▸ **Task to complete**: Below are the records; copy every line in them that holds the string "apartment".

*** Provided information ***

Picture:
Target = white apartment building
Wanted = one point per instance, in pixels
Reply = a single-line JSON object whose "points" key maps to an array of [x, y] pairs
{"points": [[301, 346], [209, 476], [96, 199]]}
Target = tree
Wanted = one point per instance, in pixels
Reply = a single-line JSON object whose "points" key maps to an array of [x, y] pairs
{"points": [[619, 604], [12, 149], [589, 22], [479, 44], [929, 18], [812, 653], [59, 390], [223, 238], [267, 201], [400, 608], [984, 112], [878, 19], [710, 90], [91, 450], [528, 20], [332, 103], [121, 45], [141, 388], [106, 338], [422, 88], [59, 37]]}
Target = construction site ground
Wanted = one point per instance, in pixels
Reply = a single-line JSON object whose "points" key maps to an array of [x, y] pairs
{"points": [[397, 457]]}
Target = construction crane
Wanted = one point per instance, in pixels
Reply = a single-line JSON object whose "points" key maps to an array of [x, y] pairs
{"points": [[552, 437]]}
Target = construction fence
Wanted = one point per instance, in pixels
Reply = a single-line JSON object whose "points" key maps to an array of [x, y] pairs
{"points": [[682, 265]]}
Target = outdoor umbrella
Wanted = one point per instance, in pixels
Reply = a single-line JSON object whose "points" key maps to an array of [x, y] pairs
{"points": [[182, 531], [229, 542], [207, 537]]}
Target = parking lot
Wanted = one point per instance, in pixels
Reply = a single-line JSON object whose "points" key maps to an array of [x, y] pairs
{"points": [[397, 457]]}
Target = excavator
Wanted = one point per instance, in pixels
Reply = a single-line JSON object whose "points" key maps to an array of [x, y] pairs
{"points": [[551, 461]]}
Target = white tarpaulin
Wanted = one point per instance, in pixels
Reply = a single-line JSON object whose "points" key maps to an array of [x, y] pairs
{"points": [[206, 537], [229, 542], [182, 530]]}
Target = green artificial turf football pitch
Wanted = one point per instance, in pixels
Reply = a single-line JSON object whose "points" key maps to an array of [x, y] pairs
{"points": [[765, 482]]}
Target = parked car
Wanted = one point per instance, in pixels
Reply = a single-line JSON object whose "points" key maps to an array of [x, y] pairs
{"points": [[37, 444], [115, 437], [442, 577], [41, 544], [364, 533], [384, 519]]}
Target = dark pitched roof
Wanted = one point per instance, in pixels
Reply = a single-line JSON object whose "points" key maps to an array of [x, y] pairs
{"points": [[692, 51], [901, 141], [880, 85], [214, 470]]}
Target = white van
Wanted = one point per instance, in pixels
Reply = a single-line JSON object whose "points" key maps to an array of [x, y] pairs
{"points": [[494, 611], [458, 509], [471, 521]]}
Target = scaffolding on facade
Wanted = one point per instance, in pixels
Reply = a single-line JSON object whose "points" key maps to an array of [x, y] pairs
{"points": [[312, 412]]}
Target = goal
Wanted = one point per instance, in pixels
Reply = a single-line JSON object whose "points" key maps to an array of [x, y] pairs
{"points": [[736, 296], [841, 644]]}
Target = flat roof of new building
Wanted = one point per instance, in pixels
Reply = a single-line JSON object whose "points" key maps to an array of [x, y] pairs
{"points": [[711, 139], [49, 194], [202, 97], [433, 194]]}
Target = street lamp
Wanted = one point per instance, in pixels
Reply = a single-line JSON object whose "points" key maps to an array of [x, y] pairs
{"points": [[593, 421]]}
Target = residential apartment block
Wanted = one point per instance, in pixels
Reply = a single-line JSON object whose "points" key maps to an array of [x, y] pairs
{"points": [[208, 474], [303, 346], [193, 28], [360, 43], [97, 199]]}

***

▸ **Response area**:
Target = white apartment building
Target = residential apartment block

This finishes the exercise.